All that Glitters is probably Fiberglass

There’s no such thing as “too much” or “over the top” when it comes to these chariots of the Neo-Classic Age

To some enthusiasts, they are the automotive equivalent of a Thomas Kinkade painting: inspired art to its owner, but kitschy wall decor to others. They are neo-classics, cars built mostly in the 1970s and ’80s and often derided as caricatures of the 1930s cars they emulate.

Neo-classic owners, not surprisingly, take a different view. Ask the man (or woman) who owns one and you’ll get an enthusiastic recitation of a neo-classic’s benefits. It’s a taste of 1930s grandeur, they say, but with greater comfort, driving ease, reliability, serviceability and safety. It’s an affordable slice of heaven on wire-spoke wheels.

In any case, Clenets, Excaliburs, Zimmers and their ilk weren’t made for car enthusiasts. They were built for Hollywood elite, pop singers, pro athletes and anyone else craving the spotlight. Today’s buyers are mostly retired men in their 60s or older, according to Bob Simpson, whose dealership, Bob’s Classics, in Clearwater, Florida, has sold 1,600 neo-classics over the past 23 years.

Numerous neo-classic makers came and went, with names like Baci, Centaur, Corsair, Phillips Berlina, Sceptre, Sparks and Spartan. Most built only a handful of cars, but a few are notable for standing their ground for more than a few years.

• Extracted entries

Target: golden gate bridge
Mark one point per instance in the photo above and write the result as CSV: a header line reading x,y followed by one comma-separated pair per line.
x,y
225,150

...

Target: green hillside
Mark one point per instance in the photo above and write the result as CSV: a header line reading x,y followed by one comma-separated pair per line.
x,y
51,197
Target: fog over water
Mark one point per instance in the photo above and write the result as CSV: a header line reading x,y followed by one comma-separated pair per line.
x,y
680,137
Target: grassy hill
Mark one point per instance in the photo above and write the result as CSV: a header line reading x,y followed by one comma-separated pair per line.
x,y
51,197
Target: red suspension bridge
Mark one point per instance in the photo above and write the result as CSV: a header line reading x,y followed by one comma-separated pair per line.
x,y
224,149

• Work to complete
- a) According to the neo-classic cars article, how many neo-classics has Bob's Classics sold, and over how many years?
- b) From the neo-classic cars article, extract the passage that begins at the words "There’s no such" and stops after "cars they emulate.", copying it word for word.

• Solutions in order
- a) 1,600 neo-classics over the past 23 years.

- b)
There’s no such thing as “too much” or “over the top” when it comes to these chariots of the Neo-Classic Age

To some enthusiasts, they are the automotive equivalent of a Thomas Kinkade painting: inspired art to its owner, but kitschy wall decor to others. They are neo-classics, cars built mostly in the 1970s and ’80s and often derided as caricatures of the 1930s cars they emulate.